SET EXERCISE 1: Count how many lines in the entries contain the string "eyebrow", matching case exactly, and reply with only that number.

**** ARTICLE ****

# First time trying to make some skeeter pee, need some newbie advice



## MasterBlaster (Jun 19, 2014)

I have two batches of apricot wine going right now and I'd like to use the slurry to start a batch or two of pee. I am a little confused at the process of how to save the active slurry. I was planning on running these to almost completely dry, maybe a few points below dry, which will be around 12% ABV. 

I am using EC-1118, so am I safe to let if go all the way dry and still have active yeast since EC-1118 is rated to go up to around 18%? Also, I have the fruit directly in my must, no bag. I usually filter the must through a strainer to get the fruit out when I rack to carboy. If I do this, will I still have enough yeast in the slurry to proceed to start the pee? And is the slurry basically just everything I would normally leave at the first rack, minus the big chunks of fruit pulp? 

Sorry for the basic questions, I am just really excited to make this after two years of talking about it, and I don't want to mess it up. Thanks for any help I can get.


----------



## Arne (Jun 19, 2014)

**** RECORDS FOR THE EXERCISE ****

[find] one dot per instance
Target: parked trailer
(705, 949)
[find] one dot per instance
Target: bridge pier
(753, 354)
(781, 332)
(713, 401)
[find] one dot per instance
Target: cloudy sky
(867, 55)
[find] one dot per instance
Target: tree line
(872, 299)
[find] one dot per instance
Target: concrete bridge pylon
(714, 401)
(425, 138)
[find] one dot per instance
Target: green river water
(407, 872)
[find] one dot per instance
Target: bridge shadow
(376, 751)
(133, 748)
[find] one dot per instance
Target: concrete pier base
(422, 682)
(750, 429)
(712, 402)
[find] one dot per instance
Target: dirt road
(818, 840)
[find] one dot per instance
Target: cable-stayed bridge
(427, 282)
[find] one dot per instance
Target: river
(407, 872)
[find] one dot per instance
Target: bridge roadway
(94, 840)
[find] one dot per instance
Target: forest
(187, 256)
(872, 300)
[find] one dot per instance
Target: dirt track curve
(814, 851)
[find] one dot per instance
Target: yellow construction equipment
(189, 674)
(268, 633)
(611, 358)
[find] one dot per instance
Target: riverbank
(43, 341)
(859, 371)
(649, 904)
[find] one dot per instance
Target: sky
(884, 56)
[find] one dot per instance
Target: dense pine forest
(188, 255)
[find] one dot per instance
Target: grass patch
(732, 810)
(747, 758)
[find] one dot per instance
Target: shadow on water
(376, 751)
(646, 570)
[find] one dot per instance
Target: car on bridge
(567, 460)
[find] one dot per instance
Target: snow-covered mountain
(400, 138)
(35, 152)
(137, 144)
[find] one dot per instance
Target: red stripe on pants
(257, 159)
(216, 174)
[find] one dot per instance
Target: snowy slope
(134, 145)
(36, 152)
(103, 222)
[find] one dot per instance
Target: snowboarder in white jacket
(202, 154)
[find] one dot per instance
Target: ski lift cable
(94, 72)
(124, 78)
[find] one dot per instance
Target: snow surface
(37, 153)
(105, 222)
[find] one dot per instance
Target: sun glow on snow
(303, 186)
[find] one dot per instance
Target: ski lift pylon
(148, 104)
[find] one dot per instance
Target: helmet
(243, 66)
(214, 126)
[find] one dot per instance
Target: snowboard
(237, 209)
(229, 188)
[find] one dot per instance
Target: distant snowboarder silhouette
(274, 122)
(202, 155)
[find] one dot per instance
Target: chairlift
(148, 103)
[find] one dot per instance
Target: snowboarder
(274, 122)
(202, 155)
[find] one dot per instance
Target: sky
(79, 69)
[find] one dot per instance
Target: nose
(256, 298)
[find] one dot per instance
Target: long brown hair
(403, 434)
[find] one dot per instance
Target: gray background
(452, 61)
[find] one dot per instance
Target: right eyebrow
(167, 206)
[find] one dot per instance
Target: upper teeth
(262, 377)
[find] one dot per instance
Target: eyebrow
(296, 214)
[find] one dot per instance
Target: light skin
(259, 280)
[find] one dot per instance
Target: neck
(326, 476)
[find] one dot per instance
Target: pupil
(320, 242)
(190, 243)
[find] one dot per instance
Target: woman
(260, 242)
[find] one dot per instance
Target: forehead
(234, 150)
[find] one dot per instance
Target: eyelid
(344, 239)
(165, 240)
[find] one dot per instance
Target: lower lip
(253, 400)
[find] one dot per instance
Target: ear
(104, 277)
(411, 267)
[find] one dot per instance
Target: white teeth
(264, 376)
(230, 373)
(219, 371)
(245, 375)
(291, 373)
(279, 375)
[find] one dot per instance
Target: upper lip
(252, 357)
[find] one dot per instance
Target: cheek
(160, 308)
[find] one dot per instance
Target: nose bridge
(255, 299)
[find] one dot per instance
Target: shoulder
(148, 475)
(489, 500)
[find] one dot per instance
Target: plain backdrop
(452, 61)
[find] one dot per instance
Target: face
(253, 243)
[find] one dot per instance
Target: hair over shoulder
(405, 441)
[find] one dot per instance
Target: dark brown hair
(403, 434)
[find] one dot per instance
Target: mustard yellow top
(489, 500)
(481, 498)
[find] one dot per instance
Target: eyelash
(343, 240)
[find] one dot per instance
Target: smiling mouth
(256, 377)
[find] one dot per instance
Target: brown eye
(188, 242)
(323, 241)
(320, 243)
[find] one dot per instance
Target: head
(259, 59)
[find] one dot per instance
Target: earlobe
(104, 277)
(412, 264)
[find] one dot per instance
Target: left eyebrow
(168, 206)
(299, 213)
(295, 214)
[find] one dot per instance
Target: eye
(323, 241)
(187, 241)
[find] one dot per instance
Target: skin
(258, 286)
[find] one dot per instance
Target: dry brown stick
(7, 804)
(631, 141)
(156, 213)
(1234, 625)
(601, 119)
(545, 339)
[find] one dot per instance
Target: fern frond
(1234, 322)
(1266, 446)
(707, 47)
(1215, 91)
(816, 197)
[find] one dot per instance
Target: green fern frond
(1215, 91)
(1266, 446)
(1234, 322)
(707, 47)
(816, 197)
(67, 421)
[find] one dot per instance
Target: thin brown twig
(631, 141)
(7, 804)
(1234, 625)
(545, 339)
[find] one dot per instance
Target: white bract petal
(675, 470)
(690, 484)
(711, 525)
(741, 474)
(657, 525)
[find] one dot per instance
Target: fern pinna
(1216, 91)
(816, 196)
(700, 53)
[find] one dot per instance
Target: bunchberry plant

****

SET EXERCISE 2: Pick up the skeeter pee forum thread after its last line and keep it going.

EXERCISE RESPONSE 1: 3

EXERCISE RESPONSE 2:
Yep, the slurry is everything minus the chunks. I would just leave it in the primary, add my water, lemon juice ( I start it with one bottle, add the rest as time goes on) energizer, tannin, etc. and the sugar. Let it go. I usually start it right after racking off the wine. Takes off quick every time and only have to clean the primary when the s.p. gets done. BTW, it is pretty hard to screw up bad. Don't over think it, it is easy. Good luck with it, Arne.


----------



## MasterBlaster (Jun 20, 2014)

Cool, thanks for the assurance. I am really looking forward to this for the summer. I'm sure I'll be back to ask some more questions in the next few days as I prepare to start! Thanks again.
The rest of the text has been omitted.